(Point-per-instance localization data)

- - -

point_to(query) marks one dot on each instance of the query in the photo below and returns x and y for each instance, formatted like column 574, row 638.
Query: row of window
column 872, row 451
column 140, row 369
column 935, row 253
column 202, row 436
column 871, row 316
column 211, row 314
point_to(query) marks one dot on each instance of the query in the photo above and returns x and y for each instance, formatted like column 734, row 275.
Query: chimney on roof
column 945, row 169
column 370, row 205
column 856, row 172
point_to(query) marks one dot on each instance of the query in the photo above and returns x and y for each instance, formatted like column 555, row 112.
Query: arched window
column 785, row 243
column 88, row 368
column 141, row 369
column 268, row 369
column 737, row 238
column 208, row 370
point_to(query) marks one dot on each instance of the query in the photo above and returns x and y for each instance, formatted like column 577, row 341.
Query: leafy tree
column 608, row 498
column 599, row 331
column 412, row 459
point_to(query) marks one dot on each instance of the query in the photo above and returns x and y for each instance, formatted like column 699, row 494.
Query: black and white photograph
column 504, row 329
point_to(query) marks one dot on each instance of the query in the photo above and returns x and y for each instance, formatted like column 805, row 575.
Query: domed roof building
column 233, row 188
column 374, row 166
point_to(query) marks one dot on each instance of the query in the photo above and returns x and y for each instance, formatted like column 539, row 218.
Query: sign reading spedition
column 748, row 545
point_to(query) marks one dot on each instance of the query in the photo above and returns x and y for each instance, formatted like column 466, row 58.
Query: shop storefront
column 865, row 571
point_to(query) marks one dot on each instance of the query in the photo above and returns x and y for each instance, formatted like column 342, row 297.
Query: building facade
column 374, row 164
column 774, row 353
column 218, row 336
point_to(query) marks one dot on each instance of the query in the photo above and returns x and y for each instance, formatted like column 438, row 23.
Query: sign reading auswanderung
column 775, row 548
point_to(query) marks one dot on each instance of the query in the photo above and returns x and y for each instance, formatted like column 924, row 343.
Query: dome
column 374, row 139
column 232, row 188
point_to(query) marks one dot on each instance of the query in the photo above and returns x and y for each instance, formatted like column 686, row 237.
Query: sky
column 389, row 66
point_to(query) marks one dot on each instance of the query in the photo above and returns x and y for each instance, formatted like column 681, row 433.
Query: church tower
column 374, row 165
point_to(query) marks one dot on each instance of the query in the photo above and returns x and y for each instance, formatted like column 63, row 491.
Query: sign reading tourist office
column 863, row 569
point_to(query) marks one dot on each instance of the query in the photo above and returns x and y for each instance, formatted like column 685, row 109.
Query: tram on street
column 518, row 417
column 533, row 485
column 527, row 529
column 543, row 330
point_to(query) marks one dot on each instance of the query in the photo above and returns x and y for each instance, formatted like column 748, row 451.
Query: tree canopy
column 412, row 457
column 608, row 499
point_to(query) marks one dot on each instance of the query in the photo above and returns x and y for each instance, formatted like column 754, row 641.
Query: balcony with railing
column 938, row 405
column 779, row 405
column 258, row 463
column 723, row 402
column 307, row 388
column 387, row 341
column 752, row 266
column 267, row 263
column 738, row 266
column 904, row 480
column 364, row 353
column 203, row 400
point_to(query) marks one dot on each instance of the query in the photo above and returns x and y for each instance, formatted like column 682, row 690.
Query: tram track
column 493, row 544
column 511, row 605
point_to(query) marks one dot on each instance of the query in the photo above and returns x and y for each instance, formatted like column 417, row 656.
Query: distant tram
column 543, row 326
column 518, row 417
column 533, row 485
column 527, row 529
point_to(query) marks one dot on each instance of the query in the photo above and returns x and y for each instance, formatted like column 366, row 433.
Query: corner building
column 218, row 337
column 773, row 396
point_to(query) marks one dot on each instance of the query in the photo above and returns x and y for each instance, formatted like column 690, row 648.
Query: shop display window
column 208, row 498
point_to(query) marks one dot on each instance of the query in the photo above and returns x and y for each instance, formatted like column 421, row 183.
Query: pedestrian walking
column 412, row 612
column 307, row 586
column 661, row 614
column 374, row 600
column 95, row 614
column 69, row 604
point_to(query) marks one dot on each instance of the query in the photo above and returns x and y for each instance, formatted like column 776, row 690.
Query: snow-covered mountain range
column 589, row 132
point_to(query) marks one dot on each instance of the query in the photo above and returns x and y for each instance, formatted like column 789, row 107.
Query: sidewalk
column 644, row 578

- - -

Your task is to reproduce all the data exactly as shown.

SOLUTION:
point_to(query) marks one dot on each instance of the query in the photo below and returns x and y for each instance, formatted like column 574, row 638.
Query: row of window
column 872, row 451
column 140, row 369
column 935, row 253
column 202, row 436
column 871, row 316
column 211, row 314
point_to(query) marks one dot on each instance of the query in the photo above and returns x and y for each instance, formatted like column 734, row 275.
Query: chimney on roof
column 945, row 169
column 370, row 205
column 856, row 172
point_to(query) marks one dot on each instance of the query in the photo above and returns x and y for each instance, formatted like column 555, row 112.
Query: arched window
column 785, row 243
column 88, row 368
column 141, row 369
column 268, row 369
column 737, row 238
column 208, row 370
point_to(query) marks one dot on each instance of the query in the photo above and returns x and y for each instance, formatted like column 577, row 341.
Query: leafy tree
column 608, row 498
column 599, row 331
column 412, row 459
point_to(query) marks one dot on each instance of the query in the photo above and returns x and y for each instance, formatted like column 699, row 494.
Query: black and white photograph
column 504, row 329
point_to(query) marks one dot on each instance of the query in the photo above and returns x and y for each instance, formatted like column 805, row 575.
Query: domed roof building
column 233, row 188
column 374, row 166
point_to(query) marks one dot on each instance of the query in the photo above and returns x and y for each instance, formatted like column 539, row 218.
Query: sign reading spedition
column 748, row 545
point_to(query) marks one dot on each instance of the query in the photo above and returns x and y for each instance, formatted like column 466, row 58.
Query: shop storefront
column 865, row 571
point_to(query) marks one dot on each instance of the query in the photo above and returns x and y for each instance, formatted like column 342, row 297.
Query: building facade
column 374, row 164
column 774, row 353
column 218, row 336
point_to(query) marks one dot on each instance of the query in the photo above and returns x and y for each instance, formatted like column 438, row 23.
Query: sign reading auswanderung
column 775, row 548
point_to(query) marks one dot on each instance of the query in the photo above and returns x and y for each instance, formatted like column 924, row 343.
Query: dome
column 374, row 139
column 232, row 188
point_to(query) marks one dot on each instance of the query in the photo above and returns x and y for each instance, formatted like column 686, row 237.
Query: sky
column 389, row 66
point_to(query) marks one dot on each instance of the query in the photo above and returns x and y for each instance, formatted like column 681, row 433.
Query: church tower
column 374, row 165
point_to(query) marks one dot on each instance of the query in the photo above and returns x and y for each instance, formatted like column 63, row 491.
Query: sign reading tourist office
column 863, row 569
point_to(query) marks one dot on each instance of the query in the photo above and returns x and y for each instance, formatted like column 685, row 109.
Query: tram on street
column 518, row 417
column 533, row 485
column 527, row 529
column 543, row 330
point_to(query) marks one dot on each instance of the query in the photo above and returns x and y for each instance, formatted like column 748, row 451.
Query: tree canopy
column 412, row 457
column 608, row 499
point_to(query) marks one dot on each instance of the query in the photo above and returns x and y for each instance, formatted like column 754, row 641.
Query: balcony with railing
column 938, row 405
column 779, row 405
column 258, row 463
column 723, row 402
column 307, row 388
column 387, row 341
column 752, row 266
column 267, row 263
column 738, row 266
column 904, row 480
column 364, row 353
column 203, row 400
point_to(query) marks one dot on each instance of the query in the photo above and returns x and y for each instance, formatted like column 682, row 690.
Query: tram track
column 493, row 544
column 511, row 605
point_to(query) marks one dot on each instance of the query in the photo above and returns x and y for each instance, formatted like column 417, row 656.
Query: distant tram
column 543, row 326
column 518, row 417
column 533, row 485
column 527, row 529
point_to(query) marks one dot on each instance of the query in the photo above and returns x and y for each instance, formatted like column 366, row 433.
Query: corner building
column 218, row 337
column 773, row 396
point_to(query) marks one dot on each instance of the query in the photo above and returns x and y for each instance, formatted like column 690, row 648.
Query: shop display window
column 208, row 498
point_to(query) marks one dot on each instance of the query in the photo above and returns x and y for each instance, formatted like column 421, row 183.
Query: pedestrian walking
column 412, row 612
column 307, row 586
column 661, row 614
column 374, row 600
column 95, row 614
column 69, row 604
point_to(query) marks one dot on each instance of the query in the photo above and returns x and y for each instance, formatted like column 776, row 690.
Query: snow-covered mountain range
column 589, row 132
point_to(query) marks one dot on each instance of the query in the photo above and returns x and y for each instance, formatted like column 789, row 107.
Query: sidewalk
column 644, row 578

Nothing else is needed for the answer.